REQUEST ->
Scale everything from the line containing "Q: What region of the above picture does the limestone" down to the end of the records: multiply each coordinate in the answer boxes by 0.55 and round to the nearest whole number, with halves rounded up. Copy every other line in that stretch unchanged, including the sample box coordinates, and return only these lines.

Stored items
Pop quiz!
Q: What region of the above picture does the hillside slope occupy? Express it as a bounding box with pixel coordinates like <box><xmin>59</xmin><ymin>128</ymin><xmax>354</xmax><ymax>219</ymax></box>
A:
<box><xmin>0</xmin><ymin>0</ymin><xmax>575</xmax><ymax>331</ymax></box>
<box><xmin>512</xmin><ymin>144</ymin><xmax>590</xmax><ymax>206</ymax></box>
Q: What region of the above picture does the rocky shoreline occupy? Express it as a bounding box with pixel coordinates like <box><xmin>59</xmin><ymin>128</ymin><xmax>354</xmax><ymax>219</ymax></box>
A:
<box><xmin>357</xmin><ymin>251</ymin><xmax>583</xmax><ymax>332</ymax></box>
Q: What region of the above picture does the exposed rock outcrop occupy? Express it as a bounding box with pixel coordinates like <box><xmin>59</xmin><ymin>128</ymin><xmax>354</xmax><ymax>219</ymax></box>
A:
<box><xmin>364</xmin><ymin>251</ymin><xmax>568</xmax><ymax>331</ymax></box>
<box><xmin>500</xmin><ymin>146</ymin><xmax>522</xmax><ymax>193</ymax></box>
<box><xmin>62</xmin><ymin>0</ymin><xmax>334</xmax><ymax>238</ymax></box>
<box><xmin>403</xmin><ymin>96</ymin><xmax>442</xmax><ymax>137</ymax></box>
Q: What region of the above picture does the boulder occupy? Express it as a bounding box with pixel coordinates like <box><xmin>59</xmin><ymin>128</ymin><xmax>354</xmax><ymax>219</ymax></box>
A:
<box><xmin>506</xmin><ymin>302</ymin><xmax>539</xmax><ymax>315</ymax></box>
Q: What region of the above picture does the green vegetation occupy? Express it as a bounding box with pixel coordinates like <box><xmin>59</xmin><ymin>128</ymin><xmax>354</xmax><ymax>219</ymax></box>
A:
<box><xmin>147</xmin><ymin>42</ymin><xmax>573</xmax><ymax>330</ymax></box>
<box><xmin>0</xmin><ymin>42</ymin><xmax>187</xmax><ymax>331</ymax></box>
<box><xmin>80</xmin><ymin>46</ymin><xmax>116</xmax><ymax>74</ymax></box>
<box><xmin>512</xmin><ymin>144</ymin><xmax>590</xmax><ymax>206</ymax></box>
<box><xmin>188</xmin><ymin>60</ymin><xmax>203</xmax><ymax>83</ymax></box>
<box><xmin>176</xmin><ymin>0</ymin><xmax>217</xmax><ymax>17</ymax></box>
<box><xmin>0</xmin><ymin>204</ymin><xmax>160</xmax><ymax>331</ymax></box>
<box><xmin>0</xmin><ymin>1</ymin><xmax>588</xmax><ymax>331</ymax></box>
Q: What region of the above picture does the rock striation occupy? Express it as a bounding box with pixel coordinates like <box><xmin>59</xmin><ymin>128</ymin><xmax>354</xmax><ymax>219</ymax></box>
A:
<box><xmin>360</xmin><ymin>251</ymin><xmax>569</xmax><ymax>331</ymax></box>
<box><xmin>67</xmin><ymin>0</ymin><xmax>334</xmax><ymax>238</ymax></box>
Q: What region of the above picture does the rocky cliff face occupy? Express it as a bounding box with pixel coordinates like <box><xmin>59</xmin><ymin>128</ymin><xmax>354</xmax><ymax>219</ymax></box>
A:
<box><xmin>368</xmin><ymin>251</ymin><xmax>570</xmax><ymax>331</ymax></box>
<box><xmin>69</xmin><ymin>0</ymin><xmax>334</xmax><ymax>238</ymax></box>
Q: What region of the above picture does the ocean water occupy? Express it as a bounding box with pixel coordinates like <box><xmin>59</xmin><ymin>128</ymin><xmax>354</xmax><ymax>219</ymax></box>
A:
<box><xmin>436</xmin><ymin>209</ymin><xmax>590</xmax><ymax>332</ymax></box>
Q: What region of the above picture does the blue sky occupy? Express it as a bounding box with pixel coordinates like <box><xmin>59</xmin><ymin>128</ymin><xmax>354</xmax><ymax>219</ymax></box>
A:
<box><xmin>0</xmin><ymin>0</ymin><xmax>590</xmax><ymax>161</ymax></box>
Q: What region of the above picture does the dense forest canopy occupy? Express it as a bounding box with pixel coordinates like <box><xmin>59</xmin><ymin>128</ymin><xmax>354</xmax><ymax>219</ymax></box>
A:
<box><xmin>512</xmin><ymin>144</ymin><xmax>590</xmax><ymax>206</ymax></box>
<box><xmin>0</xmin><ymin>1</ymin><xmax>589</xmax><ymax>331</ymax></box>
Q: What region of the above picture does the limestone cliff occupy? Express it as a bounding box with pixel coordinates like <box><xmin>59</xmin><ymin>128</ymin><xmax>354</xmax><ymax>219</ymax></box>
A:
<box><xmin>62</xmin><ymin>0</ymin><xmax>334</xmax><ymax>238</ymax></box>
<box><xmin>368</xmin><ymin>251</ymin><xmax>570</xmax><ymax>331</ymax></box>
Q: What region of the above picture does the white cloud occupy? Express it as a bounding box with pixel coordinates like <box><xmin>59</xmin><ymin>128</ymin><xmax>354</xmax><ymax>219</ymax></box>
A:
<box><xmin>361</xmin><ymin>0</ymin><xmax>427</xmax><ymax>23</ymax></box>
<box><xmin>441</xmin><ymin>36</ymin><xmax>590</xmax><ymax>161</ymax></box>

REPLY TO THE TASK ->
Q: What region of the above picture does the limestone cliff occupy? Express it as a bounding box with pixel coordinates like <box><xmin>59</xmin><ymin>128</ymin><xmax>354</xmax><ymax>219</ymax></box>
A:
<box><xmin>34</xmin><ymin>0</ymin><xmax>184</xmax><ymax>131</ymax></box>
<box><xmin>202</xmin><ymin>138</ymin><xmax>314</xmax><ymax>182</ymax></box>
Q: What region of the above picture does the white cloud occupy? Express it as a bounding box with pixel coordinates like <box><xmin>59</xmin><ymin>128</ymin><xmax>354</xmax><ymax>219</ymax></box>
A:
<box><xmin>199</xmin><ymin>0</ymin><xmax>235</xmax><ymax>13</ymax></box>
<box><xmin>243</xmin><ymin>20</ymin><xmax>325</xmax><ymax>89</ymax></box>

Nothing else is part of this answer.